WRITTEN INSTRUCTION
Repeat the listing in full. Nothing may be added or left out.

PROVIDED RECORDS

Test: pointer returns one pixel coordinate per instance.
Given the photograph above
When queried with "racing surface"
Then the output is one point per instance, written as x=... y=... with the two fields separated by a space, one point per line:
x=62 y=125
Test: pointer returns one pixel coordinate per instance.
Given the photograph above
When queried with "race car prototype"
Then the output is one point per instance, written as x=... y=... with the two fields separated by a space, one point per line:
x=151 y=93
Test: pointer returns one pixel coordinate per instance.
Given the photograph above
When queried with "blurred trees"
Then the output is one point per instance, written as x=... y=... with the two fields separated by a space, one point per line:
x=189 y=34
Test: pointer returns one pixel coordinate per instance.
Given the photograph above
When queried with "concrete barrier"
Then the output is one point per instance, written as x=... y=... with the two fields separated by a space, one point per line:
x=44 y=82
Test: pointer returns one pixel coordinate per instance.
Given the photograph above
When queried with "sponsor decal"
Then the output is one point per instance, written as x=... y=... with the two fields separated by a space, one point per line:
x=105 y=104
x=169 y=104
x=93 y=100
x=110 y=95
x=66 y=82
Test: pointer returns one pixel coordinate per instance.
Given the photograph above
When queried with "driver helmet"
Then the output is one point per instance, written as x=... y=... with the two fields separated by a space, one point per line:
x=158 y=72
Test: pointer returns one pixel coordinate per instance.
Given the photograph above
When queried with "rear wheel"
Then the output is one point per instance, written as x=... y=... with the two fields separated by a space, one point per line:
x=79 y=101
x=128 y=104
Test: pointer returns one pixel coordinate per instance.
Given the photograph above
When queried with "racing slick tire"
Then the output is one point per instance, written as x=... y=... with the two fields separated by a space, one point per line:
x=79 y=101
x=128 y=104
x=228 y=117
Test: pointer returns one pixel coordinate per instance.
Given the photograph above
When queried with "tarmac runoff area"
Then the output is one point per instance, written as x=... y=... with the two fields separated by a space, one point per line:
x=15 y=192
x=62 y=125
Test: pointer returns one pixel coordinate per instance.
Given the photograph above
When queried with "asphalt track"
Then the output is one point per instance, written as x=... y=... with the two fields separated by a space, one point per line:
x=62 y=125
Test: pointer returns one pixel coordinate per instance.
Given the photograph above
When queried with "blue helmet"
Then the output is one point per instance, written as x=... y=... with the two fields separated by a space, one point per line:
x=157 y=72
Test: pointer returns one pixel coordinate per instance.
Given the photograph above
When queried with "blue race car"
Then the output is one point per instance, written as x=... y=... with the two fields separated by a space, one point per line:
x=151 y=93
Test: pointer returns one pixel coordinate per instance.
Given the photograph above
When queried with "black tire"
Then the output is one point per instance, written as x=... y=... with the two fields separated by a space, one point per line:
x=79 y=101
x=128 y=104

WORKED ANSWER
Test: pointer returns one pixel coordinate per instance.
Given the photograph above
When queried with "racing surface"
Then the output is one point per instance, written as x=... y=... with the two fields separated by a space, one point per line:
x=62 y=125
Test: pointer returns one pixel coordinate per instance.
Given the photograph above
When queried with "race car prototype"
Then the output is one point per instance, written as x=... y=... with the two fields separated by a space, one point per line:
x=151 y=93
Test: pointer returns one pixel coordinate per instance.
Given the photograph above
When queried with "blurred trees"
Then the output is one point per instance, written as x=... y=... with the two fields separated by a space, one point per line:
x=189 y=34
Test: pointer returns one pixel coordinate per instance.
Given the photograph above
When queried with "concrete barrier"
Then the output is one point per instance, written as x=... y=... with the two fields separated by a space, one point per line:
x=44 y=82
Test: pointer returns one pixel coordinate per instance.
Given the photograph above
When queried with "sponsor decal"
Then the output is one point per instance, written as x=... y=... with the two fields separated by a space, one point per line:
x=105 y=104
x=169 y=104
x=93 y=100
x=110 y=95
x=66 y=82
Test: pointer returns one pixel coordinate per instance.
Given the photograph above
When queried with "driver helmet"
Then the output is one point per instance, written as x=... y=... with the two fields separated by a space, one point per line:
x=158 y=72
Test: pointer returns one pixel coordinate per instance.
Given the photograph above
When queried with "rear wheel"
Then the output is one point per instance, written as x=... y=... with the two fields separated by a space, one point per line:
x=79 y=101
x=128 y=104
Test: pointer returns one pixel coordinate per instance.
Given the photograph above
When queried with "racing slick tire"
Then the output is one point per instance, written as x=... y=... with the two fields separated by a space, one point per line:
x=79 y=101
x=128 y=104
x=228 y=117
Test: pointer returns one pixel coordinate per instance.
Given the photograph above
When queried with "tarmac runoff area"
Then the output is one point per instance, written as x=... y=... with the two fields separated by a space, one point per line:
x=15 y=192
x=62 y=125
Test: pointer returns one pixel coordinate per instance.
Given the photograph above
When queried with "asphalt track"
Then the output is one point per instance, written as x=... y=... with the two fields separated by a space, one point per line:
x=62 y=125
Test: pointer returns one pixel coordinate per instance.
Given the photograph above
When queried with "blue helmet"
Then the output is one point per instance, written as x=... y=... with the two fields separated by a space, one point per line:
x=157 y=72
Test: pointer returns one pixel coordinate per instance.
Given the photograph above
When queried with "blue race car"
Then the output is one point per instance, written as x=... y=... with the two fields separated by a space, one point per line:
x=151 y=93
Test: pointer returns one pixel coordinate per instance.
Given the photograph above
When queried with "black tire"
Then the output is one point per instance, written as x=... y=... with the two fields separated by a space, one point per line:
x=79 y=101
x=128 y=104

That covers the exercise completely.